*Required work:*
Output exactly the lines from the one with "Confirm that each instance of the tiled" through the last line of the data below, both included, and nothing more.

Natural language region descriptions:
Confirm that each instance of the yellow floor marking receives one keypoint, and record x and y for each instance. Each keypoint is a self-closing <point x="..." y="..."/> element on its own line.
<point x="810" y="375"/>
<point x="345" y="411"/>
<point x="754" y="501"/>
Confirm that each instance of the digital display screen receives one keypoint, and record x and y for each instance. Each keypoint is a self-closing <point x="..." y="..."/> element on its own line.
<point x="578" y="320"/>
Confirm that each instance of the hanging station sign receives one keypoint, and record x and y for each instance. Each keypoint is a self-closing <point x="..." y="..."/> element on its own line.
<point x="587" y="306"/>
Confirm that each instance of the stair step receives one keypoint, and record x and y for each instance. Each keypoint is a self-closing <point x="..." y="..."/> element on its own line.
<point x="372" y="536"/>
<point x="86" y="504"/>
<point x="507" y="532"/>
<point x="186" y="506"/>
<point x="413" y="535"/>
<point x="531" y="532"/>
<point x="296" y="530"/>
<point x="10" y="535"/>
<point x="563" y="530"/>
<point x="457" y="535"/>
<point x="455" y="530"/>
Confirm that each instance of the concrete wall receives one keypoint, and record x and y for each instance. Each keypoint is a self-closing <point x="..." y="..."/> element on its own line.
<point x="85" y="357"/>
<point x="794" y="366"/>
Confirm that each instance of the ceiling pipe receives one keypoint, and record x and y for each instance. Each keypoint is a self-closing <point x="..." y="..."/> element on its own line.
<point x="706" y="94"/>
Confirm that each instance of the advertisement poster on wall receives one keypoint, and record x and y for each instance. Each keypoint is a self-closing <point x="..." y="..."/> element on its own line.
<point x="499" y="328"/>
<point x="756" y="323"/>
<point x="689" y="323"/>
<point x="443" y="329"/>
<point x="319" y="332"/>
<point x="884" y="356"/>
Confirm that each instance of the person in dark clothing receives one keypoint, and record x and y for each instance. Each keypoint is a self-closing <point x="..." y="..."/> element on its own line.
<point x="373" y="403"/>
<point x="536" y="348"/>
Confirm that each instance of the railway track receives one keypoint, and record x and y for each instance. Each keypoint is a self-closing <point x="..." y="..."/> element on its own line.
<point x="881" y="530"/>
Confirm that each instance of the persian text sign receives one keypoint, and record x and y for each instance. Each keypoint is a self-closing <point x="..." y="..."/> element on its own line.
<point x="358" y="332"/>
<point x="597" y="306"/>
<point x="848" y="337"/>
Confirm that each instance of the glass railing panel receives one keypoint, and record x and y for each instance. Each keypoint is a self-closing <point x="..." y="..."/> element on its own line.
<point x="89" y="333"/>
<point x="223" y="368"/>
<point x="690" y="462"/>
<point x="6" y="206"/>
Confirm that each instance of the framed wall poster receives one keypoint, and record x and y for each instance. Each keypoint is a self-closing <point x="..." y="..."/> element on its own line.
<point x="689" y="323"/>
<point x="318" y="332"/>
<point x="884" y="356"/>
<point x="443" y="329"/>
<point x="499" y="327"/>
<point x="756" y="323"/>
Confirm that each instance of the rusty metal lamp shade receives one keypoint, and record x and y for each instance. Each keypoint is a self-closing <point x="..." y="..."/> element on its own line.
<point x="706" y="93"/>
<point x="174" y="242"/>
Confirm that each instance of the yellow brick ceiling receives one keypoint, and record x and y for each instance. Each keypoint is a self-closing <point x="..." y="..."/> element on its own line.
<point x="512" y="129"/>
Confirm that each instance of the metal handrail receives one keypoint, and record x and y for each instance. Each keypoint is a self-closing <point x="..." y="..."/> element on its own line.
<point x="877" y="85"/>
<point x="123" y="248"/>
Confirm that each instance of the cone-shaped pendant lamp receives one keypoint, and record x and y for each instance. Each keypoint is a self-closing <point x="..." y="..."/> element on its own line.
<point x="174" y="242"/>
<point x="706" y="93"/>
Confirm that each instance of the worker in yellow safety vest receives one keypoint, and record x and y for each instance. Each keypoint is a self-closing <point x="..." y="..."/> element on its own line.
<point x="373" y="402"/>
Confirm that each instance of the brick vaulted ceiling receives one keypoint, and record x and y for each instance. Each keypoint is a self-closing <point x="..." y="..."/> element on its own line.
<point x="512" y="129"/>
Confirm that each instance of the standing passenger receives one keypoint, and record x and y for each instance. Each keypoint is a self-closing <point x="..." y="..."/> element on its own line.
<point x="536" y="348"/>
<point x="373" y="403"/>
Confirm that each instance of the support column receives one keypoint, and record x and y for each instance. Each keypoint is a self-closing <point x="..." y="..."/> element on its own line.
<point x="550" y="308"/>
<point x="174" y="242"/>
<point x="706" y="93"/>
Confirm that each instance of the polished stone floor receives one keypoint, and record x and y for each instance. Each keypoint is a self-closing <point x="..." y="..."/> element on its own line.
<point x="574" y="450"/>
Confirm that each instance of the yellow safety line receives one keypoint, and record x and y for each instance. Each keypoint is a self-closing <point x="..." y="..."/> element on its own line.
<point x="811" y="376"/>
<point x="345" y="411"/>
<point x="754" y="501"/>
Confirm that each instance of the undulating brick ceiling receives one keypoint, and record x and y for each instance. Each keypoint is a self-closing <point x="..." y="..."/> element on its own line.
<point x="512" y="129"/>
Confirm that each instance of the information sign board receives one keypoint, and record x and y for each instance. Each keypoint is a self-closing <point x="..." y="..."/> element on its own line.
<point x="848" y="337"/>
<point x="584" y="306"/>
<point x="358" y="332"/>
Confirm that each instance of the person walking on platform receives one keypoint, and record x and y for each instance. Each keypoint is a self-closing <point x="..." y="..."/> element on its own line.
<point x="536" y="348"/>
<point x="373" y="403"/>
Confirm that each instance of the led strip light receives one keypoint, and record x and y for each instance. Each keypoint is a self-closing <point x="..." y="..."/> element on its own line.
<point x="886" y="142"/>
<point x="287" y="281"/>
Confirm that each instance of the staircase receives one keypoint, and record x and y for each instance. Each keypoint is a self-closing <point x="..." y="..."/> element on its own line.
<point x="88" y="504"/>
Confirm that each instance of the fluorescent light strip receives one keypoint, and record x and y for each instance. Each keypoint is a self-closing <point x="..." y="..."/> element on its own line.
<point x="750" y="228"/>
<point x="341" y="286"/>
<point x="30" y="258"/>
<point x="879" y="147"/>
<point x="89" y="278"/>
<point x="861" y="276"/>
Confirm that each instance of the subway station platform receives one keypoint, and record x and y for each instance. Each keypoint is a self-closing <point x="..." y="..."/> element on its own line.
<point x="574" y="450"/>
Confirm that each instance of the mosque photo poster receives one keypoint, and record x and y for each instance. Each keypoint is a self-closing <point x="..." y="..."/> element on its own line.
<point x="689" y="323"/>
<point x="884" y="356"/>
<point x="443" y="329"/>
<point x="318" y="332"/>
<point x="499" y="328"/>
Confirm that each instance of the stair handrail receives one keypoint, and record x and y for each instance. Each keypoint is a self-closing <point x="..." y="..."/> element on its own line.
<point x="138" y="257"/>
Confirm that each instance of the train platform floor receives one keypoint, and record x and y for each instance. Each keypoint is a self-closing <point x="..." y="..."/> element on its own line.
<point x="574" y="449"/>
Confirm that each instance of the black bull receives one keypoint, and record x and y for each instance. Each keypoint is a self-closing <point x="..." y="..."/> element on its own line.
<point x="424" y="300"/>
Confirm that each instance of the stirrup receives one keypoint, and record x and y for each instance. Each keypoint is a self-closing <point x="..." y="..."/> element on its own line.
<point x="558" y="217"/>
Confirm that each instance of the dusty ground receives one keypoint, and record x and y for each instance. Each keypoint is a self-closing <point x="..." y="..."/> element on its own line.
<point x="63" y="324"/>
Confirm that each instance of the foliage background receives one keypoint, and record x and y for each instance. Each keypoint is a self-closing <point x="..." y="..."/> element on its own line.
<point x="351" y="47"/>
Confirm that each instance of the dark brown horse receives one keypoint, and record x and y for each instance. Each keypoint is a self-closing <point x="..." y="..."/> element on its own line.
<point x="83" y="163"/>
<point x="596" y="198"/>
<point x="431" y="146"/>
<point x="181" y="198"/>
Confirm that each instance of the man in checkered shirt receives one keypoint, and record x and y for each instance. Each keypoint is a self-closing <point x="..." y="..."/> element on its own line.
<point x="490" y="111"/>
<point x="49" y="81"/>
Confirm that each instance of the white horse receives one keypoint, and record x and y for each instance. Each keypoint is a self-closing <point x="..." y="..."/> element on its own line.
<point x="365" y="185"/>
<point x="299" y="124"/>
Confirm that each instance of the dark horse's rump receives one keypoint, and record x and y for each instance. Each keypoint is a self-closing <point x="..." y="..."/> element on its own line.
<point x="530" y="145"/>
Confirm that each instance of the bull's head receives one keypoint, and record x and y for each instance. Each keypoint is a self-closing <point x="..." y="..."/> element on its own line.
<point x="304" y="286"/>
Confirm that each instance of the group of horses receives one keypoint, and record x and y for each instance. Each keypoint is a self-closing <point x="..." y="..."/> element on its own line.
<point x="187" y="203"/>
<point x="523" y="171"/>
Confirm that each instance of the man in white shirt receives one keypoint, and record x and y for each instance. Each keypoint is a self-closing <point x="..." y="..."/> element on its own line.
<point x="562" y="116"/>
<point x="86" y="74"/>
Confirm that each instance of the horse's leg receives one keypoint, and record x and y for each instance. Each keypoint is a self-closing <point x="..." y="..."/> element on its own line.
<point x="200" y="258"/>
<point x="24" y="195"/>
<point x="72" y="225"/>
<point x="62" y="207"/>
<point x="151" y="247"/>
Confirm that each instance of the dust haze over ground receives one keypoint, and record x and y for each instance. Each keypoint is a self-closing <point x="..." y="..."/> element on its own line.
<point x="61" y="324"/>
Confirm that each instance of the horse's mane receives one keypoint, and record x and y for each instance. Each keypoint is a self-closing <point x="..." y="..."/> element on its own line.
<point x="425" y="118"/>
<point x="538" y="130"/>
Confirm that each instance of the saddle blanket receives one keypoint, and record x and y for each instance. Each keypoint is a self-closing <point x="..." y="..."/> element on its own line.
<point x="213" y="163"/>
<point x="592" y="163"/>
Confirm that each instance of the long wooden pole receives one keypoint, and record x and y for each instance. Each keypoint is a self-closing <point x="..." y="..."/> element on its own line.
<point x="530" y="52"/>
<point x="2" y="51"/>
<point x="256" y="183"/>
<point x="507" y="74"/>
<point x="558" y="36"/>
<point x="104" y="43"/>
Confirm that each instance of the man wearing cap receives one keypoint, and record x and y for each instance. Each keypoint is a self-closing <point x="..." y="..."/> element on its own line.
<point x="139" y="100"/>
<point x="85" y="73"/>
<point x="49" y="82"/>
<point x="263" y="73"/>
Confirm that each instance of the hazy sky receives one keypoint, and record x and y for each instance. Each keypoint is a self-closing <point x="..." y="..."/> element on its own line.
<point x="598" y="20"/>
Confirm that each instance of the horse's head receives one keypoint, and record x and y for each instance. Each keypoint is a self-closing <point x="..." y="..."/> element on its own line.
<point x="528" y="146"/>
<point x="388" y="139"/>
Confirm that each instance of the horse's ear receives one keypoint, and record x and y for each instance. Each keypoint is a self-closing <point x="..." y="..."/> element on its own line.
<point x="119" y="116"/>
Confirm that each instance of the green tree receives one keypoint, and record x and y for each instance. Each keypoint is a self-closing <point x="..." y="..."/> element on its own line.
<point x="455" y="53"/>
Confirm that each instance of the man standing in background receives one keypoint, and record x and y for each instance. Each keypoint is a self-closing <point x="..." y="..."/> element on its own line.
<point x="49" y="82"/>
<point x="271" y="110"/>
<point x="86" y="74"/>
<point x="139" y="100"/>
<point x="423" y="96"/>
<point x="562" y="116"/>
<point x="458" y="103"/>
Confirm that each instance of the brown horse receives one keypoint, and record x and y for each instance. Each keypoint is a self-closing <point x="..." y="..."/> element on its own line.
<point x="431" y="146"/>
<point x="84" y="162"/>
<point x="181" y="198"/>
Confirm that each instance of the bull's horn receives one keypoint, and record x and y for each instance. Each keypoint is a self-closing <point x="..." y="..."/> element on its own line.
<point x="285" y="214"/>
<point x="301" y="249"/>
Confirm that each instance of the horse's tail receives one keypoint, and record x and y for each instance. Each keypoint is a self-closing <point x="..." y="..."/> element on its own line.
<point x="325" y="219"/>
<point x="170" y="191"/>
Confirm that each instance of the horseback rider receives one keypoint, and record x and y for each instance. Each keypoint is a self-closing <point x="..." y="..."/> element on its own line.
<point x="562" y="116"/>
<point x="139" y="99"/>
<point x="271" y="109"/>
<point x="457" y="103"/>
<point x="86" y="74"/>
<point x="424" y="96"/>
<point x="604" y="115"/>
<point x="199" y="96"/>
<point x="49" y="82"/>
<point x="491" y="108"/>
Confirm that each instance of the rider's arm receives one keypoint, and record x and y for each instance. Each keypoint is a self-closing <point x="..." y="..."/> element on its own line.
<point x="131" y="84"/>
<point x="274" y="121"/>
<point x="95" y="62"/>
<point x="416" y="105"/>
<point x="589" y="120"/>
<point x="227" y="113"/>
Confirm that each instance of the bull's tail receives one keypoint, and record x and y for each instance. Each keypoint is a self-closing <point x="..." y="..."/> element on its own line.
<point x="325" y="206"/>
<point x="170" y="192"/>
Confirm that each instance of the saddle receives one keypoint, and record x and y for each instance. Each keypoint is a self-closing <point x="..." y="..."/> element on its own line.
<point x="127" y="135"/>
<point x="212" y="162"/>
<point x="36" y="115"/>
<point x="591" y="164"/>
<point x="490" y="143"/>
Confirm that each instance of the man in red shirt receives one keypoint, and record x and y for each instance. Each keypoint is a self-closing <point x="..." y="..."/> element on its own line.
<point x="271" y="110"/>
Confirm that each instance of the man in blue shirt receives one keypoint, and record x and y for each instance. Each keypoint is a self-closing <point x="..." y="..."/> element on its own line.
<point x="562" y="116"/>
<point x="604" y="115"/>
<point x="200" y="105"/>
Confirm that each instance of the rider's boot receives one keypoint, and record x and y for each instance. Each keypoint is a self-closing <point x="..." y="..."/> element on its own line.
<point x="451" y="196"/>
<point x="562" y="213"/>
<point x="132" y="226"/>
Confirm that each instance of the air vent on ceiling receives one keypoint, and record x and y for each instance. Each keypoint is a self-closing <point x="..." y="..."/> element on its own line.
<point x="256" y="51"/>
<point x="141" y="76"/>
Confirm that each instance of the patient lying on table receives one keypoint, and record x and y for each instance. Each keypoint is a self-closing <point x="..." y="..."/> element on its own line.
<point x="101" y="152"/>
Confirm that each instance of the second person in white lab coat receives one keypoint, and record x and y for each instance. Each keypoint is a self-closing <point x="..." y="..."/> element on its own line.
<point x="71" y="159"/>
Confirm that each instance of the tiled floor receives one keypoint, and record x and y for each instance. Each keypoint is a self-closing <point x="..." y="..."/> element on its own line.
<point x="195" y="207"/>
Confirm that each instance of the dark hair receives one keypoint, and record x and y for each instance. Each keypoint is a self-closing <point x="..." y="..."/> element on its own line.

*Answer below:*
Confirm that each instance of the tiled floor receives one keypoint, and record x and y for each instance. Each keypoint is a self-closing <point x="..." y="..."/> element on its own line.
<point x="195" y="207"/>
Confirm that each instance of the dark hair receives one keypoint, and record x and y for each instance. Each keypoint is a self-closing <point x="..." y="..."/> element on its own line.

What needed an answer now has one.